■ ASSIGNED TASK
Carry on the article about West Virginia's overdose reporting law from its last line, the heading "For Which Offenses Does the Act Bar Prosecution?"

■ PASSAGE PROVIDED
——————————
Avoiding Criminal Charges When Calling 911 to Report an Overdose

Drug abuse is at an all-time high in West Virginia. Unsurprisingly, so are fatal drug overdoses. In an effort to prevent deaths by overdose, the legislature passed the Alcohol and Drug Overdose Prevention and Clemency Act. This law is aimed at encouraging people to call for help if they see someone overdosing, even if the person calling is engaged in behavior that would usually be a crime.

What Must a Person Do to Benefit from the Act?
In order to avoid prosecution, a person seeking the protection of the Act must do all the following:

  • seek medical assistance for a person who appears to be overdosing;

  • stay with the overdosing person until help arrives;

  • cooperate with and provide relevant information to medical personnel and law enforcement; and

  • identify himself or herself to medical personnel or law enforcement upon request.

For Which Offenses Does the Act Bar Prosecution?
——————————
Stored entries
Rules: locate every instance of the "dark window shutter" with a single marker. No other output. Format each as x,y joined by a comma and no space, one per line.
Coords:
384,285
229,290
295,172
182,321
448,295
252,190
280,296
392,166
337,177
——————————
■ EXERCISE ANSWER
A person may not be charged with any of the following offenses if he or she completed all the above requirements of the Act. This is not an exhaustive list; however, it does contain the most common applications of the Act.

  • Underage consumption of alcohol

  • Using a fake ID or lying about your age to obtain alcohol

  • Possessing a controlled substance

  • Public intoxication

What About the Person Who Overdosed?

The person who overdosed receives the same protection from the Act as the person who called for help if he or she subsequently agrees to participate in a rehabilitation or treatment program approved by the Court. The Court may also consider other alternative sentencing or clemency options, such as diversion agreements or drug court.